— TASK BRIEF —
Copy down every line of the items below word for word, but leave out the pictures.
begin SUPPLIED RECORDS
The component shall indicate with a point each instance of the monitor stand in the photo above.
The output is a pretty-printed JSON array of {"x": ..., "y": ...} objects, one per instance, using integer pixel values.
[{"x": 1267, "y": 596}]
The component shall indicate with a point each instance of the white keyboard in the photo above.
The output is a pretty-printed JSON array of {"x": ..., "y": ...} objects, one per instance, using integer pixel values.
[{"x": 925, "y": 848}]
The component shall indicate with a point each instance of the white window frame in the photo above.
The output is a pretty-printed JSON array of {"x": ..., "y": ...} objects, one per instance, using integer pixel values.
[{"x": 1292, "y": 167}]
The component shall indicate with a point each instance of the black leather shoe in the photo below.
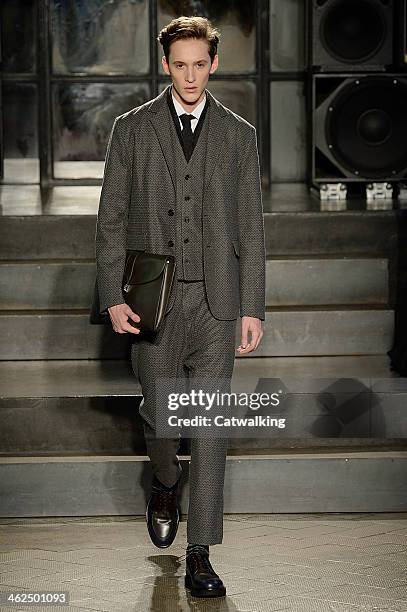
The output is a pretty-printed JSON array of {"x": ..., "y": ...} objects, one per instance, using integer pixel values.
[
  {"x": 163, "y": 513},
  {"x": 200, "y": 576}
]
end SUPPLIED RECORDS
— PROBLEM SOLUTION —
The component shall indicate with a point each instance of the monitor stand in the photo above.
The output is a pretty-printed JSON array of {"x": ..., "y": ...} objects, one per instance, using integer pixel values.
[{"x": 1267, "y": 596}]
The component shall indicate with a point each instance of the white keyboard in the photo above.
The output is a pretty-printed JSON array of {"x": ..., "y": ...} objects, one per instance, using integer pixel values.
[{"x": 925, "y": 848}]
The component shall indicate with a point each instance of the white window frame in the photo above.
The output is a pretty-printed JSON array of {"x": ..., "y": ...} objects, one per instance, using integer pixel values.
[{"x": 1292, "y": 167}]
The component shall indicate with a point each instance of the black leather shoe in the photo below.
The output is a pretty-printed JSON array of {"x": ..., "y": ...} objects, one per instance, using integer pixel values.
[
  {"x": 163, "y": 513},
  {"x": 200, "y": 576}
]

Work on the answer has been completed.